Return the full set of records, matching them character for character.

Point-per-instance localization data
────────────────────────────────────────
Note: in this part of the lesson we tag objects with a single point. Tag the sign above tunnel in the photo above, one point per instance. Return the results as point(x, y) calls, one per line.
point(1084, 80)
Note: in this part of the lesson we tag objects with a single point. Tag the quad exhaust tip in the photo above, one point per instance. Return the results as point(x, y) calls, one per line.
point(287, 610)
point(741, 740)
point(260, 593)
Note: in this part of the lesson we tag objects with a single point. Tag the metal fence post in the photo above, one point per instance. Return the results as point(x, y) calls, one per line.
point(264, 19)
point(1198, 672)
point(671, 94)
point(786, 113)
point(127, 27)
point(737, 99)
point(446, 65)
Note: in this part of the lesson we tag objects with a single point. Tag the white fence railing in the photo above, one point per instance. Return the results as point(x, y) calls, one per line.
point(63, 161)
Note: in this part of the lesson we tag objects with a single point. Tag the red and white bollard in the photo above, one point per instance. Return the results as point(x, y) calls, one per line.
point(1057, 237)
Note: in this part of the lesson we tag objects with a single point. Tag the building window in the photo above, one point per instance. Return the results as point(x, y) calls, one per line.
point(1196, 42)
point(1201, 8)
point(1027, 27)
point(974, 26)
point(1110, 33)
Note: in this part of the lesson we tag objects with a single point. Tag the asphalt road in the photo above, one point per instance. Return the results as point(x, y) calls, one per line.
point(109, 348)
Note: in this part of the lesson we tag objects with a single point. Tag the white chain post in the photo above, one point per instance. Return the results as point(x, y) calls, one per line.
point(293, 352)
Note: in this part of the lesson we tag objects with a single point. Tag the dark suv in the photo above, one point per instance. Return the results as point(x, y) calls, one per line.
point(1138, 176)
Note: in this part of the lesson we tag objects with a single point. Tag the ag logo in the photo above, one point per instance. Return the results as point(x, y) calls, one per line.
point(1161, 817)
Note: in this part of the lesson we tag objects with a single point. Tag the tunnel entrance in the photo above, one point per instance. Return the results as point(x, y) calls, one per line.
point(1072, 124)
────────────────────────────────────────
WRITTEN SOLUTION:
Note: in this part of the lesson we tag objects with a single point. Tag the sign above tunnel in the photo above, one point per instance. Return the results as point(x, y) calls, one per line.
point(1084, 80)
Note: in this part of the lesson we tag objects with a single point. Tag the quad exhaust tip in the photo above, one point per instance. Return the results as point(x, y) calls, one per line.
point(287, 610)
point(741, 740)
point(260, 593)
Note: in this part of the lesson we tag objects with a single point. Tag the metal fence post in the photo above, one point per instance. Return the results as point(x, y) calls, one per line.
point(264, 19)
point(1198, 672)
point(671, 94)
point(786, 113)
point(127, 27)
point(737, 99)
point(446, 65)
Note: in this part of the lesson we tag objects with a single point. Tag the white fence railing in the photo above, one point per instance. Return the results as point(x, y) calls, one per line.
point(63, 161)
Note: in this part of the lesson we tag objects with a single point. Tag the red and white bollard in the photo above, one point per instance. Return the results as point(x, y) calls, one per line.
point(1057, 237)
Note: in this part of the lesson we tag objects with a single point. Tag the building window in the photo above, one point per instance. Return the results as point(x, y) calls, one per line.
point(1196, 42)
point(1201, 8)
point(1027, 27)
point(974, 26)
point(1110, 33)
Note: in this part of the lesson we tag objects with a single point. Tag the asphalt road in the photo above, one point per instance. Return the results as point(x, y) calls, one per line.
point(109, 348)
Note: in this part of the lesson we tag objects with a single point. Tag the white chain post in the photo above, one point per instance. Return the results as point(x, y) calls, one per line.
point(293, 352)
Note: in this part of the lesson we tag objects with a single point. Tag the dark suv in the photo above, one point per instance. Return the results as point(x, y) calls, one per line.
point(1138, 176)
Note: in this part of the lesson we tag objects with a single point. Tag the ag logo in the photo above, one point per instance. Return the results as point(x, y) calls, one per line.
point(1161, 817)
Note: in this part of the lesson we tag objects with a single point. Tag the tunnel entrance in the photo above, one point per instance. Return the results as point(x, y) calls, one per line.
point(1072, 124)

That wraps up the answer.